## WORK REQUEST
Copy out the passage on the Astria Therapeutics Form 4 filing in full, word for word.

## EXTRACT TO READ

------------------------------------------------------------

The filing shows that Chief Legal Officer Benjamin Harshbarger disposed of three blocks of Astria stock options on January 23, 2026, in connection with the completion of the merger with BioCryst Pharmaceuticals. All reported derivative positions went to 0 following these transactions.
How is the BioCryst Pharmaceuticals merger described in the Astria Therapeutics (ATXS) Form 4?
The Form 4 explains that, under an Agreement and Plan of Merger dated October 14, 2025, Axel Merger Sub, Inc., a wholly owned subsidiary of BioCryst Pharmaceuticals, Inc., merged with and into Astria on January 23, 2026, with Astria surviving as a wholly owned subsidiary of BioCryst.
What happened to in-the-money Astria (ATXS) stock options in the merger?
At the effective time of the merger, each Astria stock option with an exercise price of less than $13.00 became fully vested and exercisable and was then canceled in exchange for a cash payment equal to the number of underlying shares multiplied by the excess of $13.00 over the option’s exercise price per share, without interest.
What specific Astria stock option grants for Benjamin Harshbarger were reported as disposed of?
The Form 4 reports three derivative transactions for Harshbarger on January 23, 2026: a stock option grant for 33,333 shares with a $12.96 exercise price, a grant for 55,000 shares at $6.51, and a grant for 262,500 shares at $6.41, each recorded with transaction code D (disposed).
What happened to out-of-the-money Astria (ATXS) stock options in the merger?
The remarks state that each Astria stock option with an exercise price equal to or greater than $13.00 (an out-of-the-money option) that was outstanding immediately prior to the effective time was canceled for no consideration. The filing notes that this cancelation is exempt from Section 16 reporting rules, so those options are not itemized in the tables.
Does Benjamin Harshbarger hold any Astria stock options after these transactions?
For each of the three reported stock option grants, the number of derivative securities beneficially owned after the transactions is shown as 0, indicating that Harshbarger no longer beneficially owns those reported Astria stock options following the merger-related cancelations.

------------------------------------------------------------

[Items from a dataset]
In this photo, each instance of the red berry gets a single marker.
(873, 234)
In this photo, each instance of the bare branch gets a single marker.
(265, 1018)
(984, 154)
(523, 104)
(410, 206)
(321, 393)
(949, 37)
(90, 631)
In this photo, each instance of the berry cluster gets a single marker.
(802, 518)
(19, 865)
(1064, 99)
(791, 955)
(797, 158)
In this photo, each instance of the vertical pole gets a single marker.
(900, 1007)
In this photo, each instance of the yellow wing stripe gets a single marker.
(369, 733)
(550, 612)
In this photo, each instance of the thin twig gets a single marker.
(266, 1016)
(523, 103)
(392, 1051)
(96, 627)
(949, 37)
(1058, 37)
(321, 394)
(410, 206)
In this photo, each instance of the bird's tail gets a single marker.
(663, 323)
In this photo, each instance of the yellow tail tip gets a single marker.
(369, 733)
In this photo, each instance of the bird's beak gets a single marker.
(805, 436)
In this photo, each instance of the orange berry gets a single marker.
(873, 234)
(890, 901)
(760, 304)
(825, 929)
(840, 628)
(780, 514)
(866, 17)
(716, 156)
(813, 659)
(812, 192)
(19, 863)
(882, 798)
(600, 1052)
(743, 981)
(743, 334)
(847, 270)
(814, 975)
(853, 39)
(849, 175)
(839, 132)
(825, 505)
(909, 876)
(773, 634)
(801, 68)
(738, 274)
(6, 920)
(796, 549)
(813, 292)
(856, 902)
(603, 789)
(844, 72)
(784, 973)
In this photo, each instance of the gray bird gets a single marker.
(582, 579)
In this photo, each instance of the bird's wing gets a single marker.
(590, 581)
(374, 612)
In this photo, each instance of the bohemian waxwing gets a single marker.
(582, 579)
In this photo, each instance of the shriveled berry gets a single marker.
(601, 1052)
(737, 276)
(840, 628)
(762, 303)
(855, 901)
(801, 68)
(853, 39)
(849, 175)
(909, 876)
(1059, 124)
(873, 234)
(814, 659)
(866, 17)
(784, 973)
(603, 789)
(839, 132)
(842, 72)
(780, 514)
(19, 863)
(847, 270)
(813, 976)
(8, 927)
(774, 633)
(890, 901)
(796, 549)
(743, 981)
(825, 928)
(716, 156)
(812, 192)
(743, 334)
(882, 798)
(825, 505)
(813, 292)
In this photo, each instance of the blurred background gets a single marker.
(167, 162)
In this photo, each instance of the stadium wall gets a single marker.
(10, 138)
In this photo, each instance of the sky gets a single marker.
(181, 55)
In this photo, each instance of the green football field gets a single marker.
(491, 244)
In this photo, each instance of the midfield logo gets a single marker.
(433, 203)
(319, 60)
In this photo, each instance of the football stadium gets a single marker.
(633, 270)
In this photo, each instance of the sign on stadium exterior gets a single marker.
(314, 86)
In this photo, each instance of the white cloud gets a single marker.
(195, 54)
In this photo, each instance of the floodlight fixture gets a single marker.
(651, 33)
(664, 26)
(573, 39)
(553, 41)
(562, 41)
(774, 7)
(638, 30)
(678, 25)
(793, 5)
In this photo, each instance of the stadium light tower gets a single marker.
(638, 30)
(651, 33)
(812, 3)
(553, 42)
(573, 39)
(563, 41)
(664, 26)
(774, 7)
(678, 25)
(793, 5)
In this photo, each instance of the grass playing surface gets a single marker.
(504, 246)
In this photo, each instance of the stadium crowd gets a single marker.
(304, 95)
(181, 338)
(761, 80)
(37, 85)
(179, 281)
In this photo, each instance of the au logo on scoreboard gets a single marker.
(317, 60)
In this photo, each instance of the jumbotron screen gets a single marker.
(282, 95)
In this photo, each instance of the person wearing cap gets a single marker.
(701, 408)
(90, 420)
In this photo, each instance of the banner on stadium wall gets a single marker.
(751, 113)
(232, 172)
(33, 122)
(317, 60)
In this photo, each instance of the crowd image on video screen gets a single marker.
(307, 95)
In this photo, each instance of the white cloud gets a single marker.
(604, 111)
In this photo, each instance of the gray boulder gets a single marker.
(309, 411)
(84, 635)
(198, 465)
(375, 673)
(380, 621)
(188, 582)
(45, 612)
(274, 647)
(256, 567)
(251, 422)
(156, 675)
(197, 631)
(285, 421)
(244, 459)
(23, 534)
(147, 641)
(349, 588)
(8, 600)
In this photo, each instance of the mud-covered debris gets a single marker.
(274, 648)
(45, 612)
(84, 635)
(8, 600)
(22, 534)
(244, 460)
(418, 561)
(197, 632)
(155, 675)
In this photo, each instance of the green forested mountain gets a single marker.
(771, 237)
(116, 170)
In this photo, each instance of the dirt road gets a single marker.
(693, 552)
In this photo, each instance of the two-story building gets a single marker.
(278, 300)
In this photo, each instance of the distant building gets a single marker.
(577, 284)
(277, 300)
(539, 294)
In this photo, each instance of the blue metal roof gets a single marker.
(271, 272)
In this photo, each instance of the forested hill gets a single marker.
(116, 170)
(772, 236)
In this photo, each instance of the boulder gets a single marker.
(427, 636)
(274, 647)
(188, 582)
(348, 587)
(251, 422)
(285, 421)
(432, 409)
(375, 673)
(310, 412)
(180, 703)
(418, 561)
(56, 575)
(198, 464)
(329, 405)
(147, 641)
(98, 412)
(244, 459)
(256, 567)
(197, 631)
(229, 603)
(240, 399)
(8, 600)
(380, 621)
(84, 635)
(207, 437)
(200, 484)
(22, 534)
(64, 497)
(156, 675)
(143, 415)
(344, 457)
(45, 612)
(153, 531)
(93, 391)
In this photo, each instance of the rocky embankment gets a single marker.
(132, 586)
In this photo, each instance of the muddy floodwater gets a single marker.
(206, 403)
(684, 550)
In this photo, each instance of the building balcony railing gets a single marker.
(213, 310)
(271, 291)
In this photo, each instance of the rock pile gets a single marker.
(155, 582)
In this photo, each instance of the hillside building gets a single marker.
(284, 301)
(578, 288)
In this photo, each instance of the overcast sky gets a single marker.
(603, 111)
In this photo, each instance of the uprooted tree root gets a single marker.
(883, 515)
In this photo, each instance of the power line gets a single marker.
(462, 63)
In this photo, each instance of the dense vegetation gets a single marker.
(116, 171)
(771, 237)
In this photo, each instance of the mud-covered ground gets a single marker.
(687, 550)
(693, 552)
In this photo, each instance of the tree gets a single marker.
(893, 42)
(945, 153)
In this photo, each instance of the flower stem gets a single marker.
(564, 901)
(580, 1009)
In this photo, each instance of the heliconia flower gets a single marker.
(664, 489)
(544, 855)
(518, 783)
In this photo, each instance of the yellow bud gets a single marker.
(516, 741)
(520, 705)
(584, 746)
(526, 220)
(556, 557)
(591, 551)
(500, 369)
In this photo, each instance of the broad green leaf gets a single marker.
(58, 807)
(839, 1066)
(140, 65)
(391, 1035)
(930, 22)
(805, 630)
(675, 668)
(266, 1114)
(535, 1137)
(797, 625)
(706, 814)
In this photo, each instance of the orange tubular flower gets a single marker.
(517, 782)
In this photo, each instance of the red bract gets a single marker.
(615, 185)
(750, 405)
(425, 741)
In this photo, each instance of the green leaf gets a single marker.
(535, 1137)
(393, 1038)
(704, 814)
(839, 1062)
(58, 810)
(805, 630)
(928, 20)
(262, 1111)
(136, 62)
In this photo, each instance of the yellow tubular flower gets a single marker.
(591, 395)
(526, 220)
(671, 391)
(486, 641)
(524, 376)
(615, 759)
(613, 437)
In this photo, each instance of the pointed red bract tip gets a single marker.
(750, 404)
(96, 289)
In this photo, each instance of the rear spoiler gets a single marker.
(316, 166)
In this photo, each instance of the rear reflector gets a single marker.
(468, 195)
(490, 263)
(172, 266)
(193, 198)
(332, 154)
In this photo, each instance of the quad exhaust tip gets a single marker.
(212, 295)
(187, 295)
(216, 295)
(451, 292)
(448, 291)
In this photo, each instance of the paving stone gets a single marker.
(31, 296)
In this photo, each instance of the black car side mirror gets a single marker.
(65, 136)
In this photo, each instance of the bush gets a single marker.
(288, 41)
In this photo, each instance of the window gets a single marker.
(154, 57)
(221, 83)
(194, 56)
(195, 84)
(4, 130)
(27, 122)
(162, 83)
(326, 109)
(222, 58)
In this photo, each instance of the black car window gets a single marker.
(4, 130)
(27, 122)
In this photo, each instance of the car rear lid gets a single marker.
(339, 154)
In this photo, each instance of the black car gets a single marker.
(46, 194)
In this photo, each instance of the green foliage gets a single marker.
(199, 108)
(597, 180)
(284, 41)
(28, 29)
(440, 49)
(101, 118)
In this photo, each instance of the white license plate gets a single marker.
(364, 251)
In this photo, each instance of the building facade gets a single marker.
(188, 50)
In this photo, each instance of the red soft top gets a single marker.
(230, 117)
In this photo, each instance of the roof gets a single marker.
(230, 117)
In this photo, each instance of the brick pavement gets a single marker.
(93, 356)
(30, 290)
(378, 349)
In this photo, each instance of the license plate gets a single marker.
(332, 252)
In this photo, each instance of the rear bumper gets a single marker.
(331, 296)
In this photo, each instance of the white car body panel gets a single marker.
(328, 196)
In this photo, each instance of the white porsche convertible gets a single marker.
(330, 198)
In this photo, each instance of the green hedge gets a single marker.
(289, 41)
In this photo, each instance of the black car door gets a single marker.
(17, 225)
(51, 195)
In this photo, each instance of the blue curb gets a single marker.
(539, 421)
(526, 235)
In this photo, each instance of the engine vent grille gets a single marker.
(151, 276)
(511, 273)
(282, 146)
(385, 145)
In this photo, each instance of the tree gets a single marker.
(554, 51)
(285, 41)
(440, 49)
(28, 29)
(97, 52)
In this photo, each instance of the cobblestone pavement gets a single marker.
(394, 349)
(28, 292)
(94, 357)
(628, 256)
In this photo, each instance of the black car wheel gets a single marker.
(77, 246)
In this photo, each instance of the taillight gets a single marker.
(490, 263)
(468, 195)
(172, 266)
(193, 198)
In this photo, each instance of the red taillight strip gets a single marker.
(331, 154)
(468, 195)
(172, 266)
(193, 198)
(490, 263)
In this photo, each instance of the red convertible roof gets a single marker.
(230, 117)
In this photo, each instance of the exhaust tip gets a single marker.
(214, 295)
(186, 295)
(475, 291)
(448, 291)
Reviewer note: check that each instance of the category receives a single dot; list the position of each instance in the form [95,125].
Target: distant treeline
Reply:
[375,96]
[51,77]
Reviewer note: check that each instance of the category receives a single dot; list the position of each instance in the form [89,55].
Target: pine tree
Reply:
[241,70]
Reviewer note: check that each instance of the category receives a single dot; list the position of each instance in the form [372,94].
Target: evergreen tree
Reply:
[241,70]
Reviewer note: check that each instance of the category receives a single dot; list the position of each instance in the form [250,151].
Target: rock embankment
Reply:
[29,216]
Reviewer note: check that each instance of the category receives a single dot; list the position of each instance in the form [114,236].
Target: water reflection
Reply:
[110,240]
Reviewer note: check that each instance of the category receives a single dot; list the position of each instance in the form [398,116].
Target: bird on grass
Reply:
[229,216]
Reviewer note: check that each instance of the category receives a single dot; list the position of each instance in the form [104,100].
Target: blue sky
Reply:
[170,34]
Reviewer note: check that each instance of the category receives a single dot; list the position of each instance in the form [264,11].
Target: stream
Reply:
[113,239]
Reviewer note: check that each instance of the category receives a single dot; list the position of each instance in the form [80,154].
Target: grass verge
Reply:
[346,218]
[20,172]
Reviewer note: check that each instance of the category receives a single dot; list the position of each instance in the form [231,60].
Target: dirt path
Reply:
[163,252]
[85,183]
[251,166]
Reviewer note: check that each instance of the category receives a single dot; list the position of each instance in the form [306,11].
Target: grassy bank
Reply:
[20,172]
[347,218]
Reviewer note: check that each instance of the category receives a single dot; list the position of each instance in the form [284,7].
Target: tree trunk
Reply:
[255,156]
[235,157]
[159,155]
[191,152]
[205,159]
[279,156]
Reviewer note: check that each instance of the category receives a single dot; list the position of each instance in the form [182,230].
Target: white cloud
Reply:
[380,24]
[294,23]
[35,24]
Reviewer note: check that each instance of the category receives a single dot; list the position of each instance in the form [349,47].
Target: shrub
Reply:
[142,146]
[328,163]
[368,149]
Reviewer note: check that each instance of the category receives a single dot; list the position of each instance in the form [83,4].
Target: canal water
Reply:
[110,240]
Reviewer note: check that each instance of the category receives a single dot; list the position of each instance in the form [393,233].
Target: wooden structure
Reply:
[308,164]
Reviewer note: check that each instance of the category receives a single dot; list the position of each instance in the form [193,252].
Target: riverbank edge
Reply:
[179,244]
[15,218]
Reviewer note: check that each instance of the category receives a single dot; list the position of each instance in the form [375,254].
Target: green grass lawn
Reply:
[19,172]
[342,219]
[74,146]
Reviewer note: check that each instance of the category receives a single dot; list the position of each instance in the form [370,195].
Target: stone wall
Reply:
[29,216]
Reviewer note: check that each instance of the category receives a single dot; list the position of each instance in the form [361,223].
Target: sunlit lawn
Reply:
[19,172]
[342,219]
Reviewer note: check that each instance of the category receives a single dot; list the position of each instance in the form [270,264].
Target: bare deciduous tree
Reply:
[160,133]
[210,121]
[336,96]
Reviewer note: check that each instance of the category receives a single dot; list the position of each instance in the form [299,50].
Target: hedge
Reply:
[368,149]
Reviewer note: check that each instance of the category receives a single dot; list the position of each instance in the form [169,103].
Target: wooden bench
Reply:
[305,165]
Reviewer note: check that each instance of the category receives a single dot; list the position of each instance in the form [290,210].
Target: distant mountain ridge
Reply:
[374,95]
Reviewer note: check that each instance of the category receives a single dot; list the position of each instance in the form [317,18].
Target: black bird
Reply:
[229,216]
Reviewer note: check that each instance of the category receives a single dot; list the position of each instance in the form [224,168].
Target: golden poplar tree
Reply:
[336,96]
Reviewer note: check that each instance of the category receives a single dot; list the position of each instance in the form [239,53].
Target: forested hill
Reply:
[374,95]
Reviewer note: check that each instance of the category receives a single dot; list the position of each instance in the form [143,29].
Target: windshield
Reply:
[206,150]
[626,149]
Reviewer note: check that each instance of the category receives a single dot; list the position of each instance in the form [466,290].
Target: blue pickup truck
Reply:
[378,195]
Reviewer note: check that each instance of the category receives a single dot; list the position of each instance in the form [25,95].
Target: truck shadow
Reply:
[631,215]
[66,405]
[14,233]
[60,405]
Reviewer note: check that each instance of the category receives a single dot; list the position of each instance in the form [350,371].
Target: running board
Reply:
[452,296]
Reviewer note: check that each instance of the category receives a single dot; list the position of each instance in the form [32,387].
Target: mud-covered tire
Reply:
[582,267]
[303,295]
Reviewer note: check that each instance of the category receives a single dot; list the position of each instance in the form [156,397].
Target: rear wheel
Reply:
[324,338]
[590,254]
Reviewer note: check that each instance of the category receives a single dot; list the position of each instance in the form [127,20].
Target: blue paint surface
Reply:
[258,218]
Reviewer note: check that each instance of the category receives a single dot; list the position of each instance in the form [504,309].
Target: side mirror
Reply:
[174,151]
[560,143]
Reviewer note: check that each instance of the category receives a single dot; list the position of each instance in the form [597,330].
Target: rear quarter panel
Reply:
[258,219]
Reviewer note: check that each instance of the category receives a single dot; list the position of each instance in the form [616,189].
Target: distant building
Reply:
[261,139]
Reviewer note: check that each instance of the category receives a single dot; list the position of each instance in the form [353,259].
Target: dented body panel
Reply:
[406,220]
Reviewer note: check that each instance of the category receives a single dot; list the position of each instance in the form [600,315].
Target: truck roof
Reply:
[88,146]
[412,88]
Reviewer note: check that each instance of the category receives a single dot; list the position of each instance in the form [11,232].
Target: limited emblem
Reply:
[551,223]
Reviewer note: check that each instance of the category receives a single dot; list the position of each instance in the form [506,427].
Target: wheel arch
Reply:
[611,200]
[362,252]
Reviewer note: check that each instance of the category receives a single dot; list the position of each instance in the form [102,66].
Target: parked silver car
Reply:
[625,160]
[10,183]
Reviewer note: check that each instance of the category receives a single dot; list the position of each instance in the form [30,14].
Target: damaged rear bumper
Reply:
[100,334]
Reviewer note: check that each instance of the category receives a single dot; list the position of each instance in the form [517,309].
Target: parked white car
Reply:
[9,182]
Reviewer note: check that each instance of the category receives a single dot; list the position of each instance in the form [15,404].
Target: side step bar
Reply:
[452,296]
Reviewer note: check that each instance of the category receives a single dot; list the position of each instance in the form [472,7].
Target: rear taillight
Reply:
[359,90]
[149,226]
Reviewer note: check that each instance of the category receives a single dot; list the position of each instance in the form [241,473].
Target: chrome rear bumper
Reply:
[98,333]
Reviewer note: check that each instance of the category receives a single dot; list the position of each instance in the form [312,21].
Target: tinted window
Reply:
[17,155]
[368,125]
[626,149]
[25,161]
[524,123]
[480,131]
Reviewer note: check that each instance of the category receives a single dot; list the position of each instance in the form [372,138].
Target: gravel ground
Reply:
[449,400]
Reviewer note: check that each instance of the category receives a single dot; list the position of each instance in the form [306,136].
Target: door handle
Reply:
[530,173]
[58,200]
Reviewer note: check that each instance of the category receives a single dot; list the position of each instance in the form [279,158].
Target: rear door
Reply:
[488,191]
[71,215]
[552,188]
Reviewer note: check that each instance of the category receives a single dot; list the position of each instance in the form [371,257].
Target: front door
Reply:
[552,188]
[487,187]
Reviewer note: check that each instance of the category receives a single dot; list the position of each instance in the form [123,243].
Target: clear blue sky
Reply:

------------------------------------------------------------

## ANSWER BELOW
The filing shows that Chief Legal Officer Benjamin Harshbarger disposed of three blocks of Astria stock options on January 23, 2026, in connection with the completion of the merger with BioCryst Pharmaceuticals. All reported derivative positions went to 0 following these transactions.
How is the BioCryst Pharmaceuticals merger described in the Astria Therapeutics (ATXS) Form 4?
The Form 4 explains that, under an Agreement and Plan of Merger dated October 14, 2025, Axel Merger Sub, Inc., a wholly owned subsidiary of BioCryst Pharmaceuticals, Inc., merged with and into Astria on January 23, 2026, with Astria surviving as a wholly owned subsidiary of BioCryst.
What happened to in-the-money Astria (ATXS) stock options in the merger?
At the effective time of the merger, each Astria stock option with an exercise price of less than $13.00 became fully vested and exercisable and was then canceled in exchange for a cash payment equal to the number of underlying shares multiplied by the excess of $13.00 over the option’s exercise price per share, without interest.
What specific Astria stock option grants for Benjamin Harshbarger were reported as disposed of?
The Form 4 reports three derivative transactions for Harshbarger on January 23, 2026: a stock option grant for 33,333 shares with a $12.96 exercise price, a grant for 55,000 shares at $6.51, and a grant for 262,500 shares at $6.41, each recorded with transaction code D (disposed).
What happened to out-of-the-money Astria (ATXS) stock options in the merger?
The remarks state that each Astria stock option with an exercise price equal to or greater than $13.00 (an out-of-the-money option) that was outstanding immediately prior to the effective time was canceled for no consideration. The filing notes that this cancelation is exempt from Section 16 reporting rules, so those options are not itemized in the tables.
Does Benjamin Harshbarger hold any Astria stock options after these transactions?
For each of the three reported stock option grants, the number of derivative securities beneficially owned after the transactions is shown as 0, indicating that Harshbarger no longer beneficially owns those reported Astria stock options following the merger-related cancelations.